*What to work on*. Exactly reproduce the line containing "Task: tag the military" and all later lines to the end of the entries, leaving the pictures out of your copy.

--- BEGIN ---

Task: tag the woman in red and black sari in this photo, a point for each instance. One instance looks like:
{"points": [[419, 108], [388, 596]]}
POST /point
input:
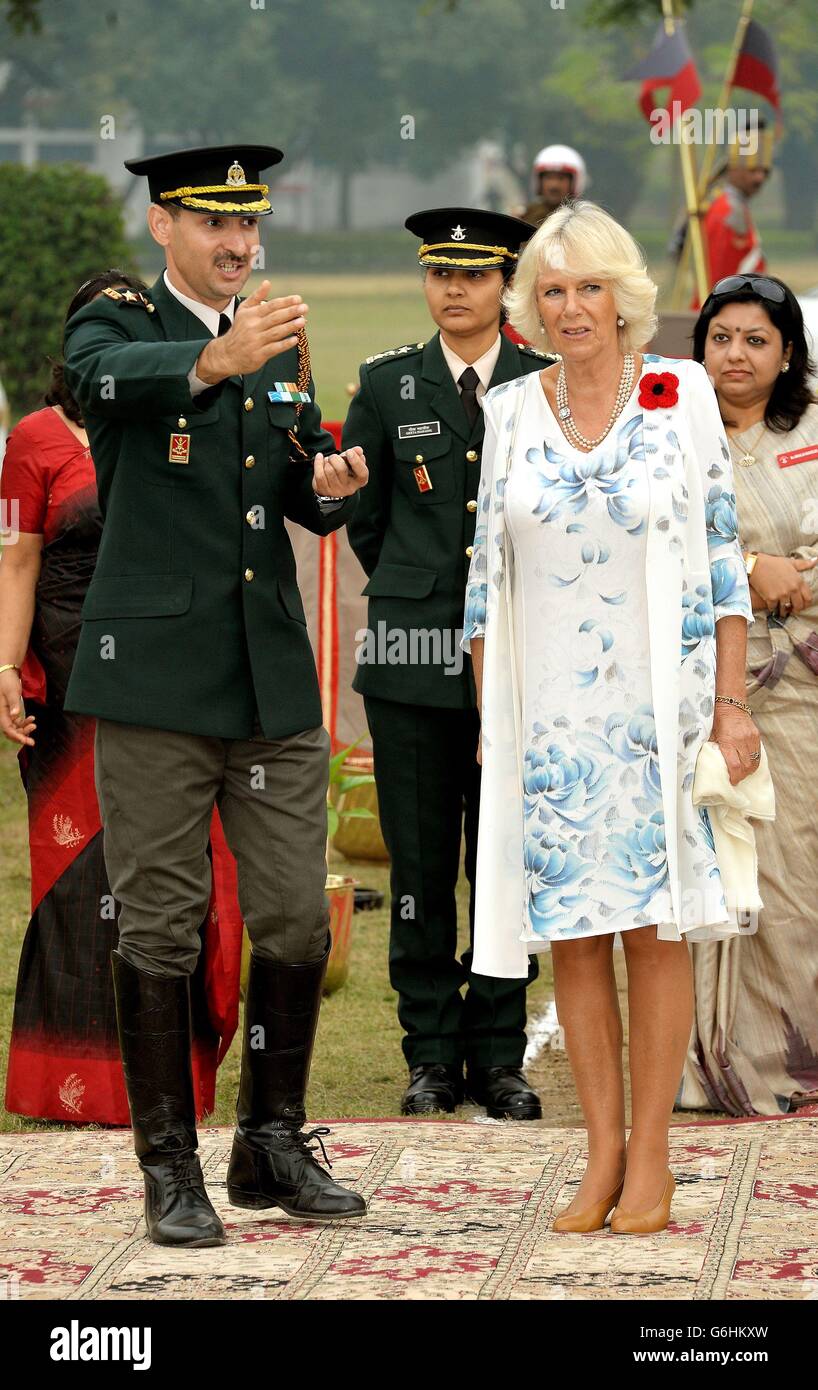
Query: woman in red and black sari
{"points": [[64, 1055]]}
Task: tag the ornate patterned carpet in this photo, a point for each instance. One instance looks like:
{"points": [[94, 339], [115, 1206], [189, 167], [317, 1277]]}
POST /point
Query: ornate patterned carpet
{"points": [[456, 1211]]}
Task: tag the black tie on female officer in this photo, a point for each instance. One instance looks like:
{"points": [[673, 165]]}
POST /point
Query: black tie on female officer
{"points": [[468, 381]]}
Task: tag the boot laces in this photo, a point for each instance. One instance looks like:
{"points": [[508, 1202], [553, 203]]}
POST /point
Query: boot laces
{"points": [[301, 1141], [184, 1172]]}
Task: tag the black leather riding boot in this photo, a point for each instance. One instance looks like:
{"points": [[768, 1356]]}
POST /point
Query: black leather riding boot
{"points": [[271, 1161], [153, 1018]]}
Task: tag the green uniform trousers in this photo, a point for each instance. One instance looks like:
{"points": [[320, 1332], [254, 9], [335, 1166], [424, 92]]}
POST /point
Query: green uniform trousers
{"points": [[156, 791], [429, 797]]}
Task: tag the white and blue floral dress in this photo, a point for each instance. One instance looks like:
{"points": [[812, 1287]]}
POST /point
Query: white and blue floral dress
{"points": [[573, 533]]}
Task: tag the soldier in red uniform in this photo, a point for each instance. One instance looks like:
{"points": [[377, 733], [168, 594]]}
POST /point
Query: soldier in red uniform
{"points": [[732, 242]]}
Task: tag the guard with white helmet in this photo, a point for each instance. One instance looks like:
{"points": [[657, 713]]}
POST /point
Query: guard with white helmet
{"points": [[558, 173]]}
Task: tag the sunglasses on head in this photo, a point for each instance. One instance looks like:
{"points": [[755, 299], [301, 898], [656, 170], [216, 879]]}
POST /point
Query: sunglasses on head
{"points": [[760, 285]]}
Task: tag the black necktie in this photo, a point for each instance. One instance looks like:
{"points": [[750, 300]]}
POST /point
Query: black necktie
{"points": [[468, 382]]}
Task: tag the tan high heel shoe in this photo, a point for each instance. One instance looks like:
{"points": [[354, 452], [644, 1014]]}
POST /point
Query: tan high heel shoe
{"points": [[593, 1218], [644, 1223]]}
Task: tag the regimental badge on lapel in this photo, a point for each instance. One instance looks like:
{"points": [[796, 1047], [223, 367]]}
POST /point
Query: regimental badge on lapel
{"points": [[180, 449]]}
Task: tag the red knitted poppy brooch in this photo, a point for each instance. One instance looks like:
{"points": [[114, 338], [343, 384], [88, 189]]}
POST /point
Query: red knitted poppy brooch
{"points": [[658, 391]]}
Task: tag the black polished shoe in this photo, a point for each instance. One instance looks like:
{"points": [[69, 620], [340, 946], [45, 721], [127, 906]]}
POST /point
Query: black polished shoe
{"points": [[273, 1162], [177, 1208], [153, 1018], [433, 1086], [504, 1091]]}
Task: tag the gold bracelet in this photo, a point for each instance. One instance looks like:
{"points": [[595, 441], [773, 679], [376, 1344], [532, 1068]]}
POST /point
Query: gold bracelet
{"points": [[739, 704]]}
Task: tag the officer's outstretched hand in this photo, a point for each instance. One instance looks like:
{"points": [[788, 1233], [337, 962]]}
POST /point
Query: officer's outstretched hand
{"points": [[262, 330], [340, 474], [14, 722]]}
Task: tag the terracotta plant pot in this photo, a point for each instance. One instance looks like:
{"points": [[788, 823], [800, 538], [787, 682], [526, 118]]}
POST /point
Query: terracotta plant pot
{"points": [[341, 894]]}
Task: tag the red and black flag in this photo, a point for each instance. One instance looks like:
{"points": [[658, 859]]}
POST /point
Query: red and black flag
{"points": [[669, 63], [757, 64]]}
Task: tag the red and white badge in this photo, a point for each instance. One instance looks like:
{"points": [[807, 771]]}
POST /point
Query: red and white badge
{"points": [[785, 460], [180, 449]]}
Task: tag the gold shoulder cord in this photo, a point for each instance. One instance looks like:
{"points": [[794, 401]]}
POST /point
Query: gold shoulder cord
{"points": [[302, 381]]}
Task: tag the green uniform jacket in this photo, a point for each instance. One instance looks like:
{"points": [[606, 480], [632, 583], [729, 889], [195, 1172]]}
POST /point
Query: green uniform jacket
{"points": [[192, 620], [412, 530]]}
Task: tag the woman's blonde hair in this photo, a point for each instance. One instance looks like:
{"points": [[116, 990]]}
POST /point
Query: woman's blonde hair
{"points": [[583, 239]]}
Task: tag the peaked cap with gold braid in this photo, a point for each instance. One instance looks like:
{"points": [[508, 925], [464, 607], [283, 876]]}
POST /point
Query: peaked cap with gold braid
{"points": [[221, 178], [469, 238]]}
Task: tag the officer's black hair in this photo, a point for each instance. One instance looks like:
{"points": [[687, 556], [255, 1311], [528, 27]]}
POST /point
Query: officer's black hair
{"points": [[792, 391], [57, 391]]}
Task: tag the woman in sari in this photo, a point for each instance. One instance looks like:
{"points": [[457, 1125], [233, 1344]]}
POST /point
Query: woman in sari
{"points": [[64, 1055], [756, 1041]]}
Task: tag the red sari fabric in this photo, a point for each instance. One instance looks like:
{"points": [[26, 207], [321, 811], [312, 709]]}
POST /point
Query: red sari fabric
{"points": [[64, 1055]]}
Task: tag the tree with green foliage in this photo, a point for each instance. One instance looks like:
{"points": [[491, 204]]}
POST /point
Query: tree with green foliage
{"points": [[59, 225]]}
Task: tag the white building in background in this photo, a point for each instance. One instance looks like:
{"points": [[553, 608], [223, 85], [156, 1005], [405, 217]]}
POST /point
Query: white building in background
{"points": [[305, 198]]}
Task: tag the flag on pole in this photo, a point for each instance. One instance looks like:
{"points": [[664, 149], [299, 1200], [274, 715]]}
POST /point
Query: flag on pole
{"points": [[669, 63], [757, 64]]}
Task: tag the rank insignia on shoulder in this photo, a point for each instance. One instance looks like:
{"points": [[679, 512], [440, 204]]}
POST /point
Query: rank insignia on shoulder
{"points": [[393, 352], [130, 296], [288, 392]]}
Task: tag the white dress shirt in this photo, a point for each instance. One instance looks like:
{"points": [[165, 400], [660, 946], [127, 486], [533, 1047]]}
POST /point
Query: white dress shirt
{"points": [[484, 366]]}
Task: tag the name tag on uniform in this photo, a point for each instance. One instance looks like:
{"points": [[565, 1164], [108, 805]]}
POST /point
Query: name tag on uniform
{"points": [[419, 431], [288, 392], [785, 460], [180, 449]]}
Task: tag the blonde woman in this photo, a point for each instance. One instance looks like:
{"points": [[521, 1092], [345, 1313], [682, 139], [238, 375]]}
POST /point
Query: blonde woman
{"points": [[607, 617]]}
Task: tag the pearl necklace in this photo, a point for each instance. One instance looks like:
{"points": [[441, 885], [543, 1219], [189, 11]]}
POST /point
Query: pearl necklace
{"points": [[747, 459], [622, 394]]}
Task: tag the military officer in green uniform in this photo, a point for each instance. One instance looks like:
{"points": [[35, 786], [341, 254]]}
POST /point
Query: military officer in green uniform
{"points": [[195, 660], [419, 420]]}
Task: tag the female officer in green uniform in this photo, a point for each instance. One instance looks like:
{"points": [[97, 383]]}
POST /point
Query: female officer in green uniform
{"points": [[419, 420]]}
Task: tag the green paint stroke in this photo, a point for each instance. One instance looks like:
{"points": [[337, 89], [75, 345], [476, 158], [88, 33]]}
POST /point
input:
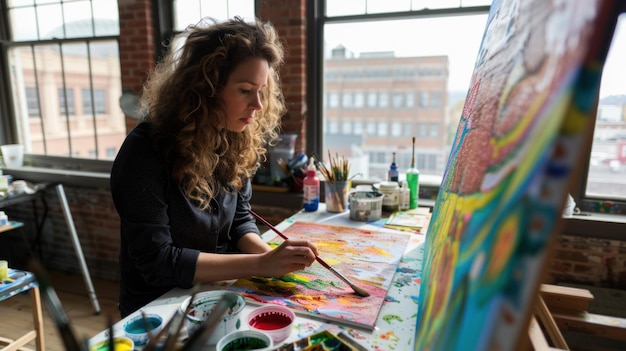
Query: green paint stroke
{"points": [[388, 318], [316, 284]]}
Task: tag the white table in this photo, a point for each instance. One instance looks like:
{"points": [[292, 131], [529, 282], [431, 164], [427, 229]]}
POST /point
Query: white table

--- END ---

*Solution*.
Task: tag the military officer in green uniform in this photo, a point for each instance. One instance looks like:
{"points": [[35, 786], [341, 254]]}
POST /point
Query: military officer in green uniform
{"points": [[195, 660], [419, 420]]}
Task: tag the female officer in green uniform in this photo, a point for each instance. One instance looks like:
{"points": [[97, 383]]}
POST /point
Query: female officer in green uniform
{"points": [[419, 420]]}
Task: tag the green paint stroke in this photo, a point for each instance. One instance looks like:
{"points": [[337, 89], [75, 345], [476, 158], [88, 33]]}
POST /point
input:
Query: green paint stroke
{"points": [[388, 318], [316, 284]]}
Task: tag the white table in this photo, a point for each instance. One instance looks like:
{"points": [[292, 131], [529, 282], [431, 164], [427, 229]]}
POST /point
Query: white table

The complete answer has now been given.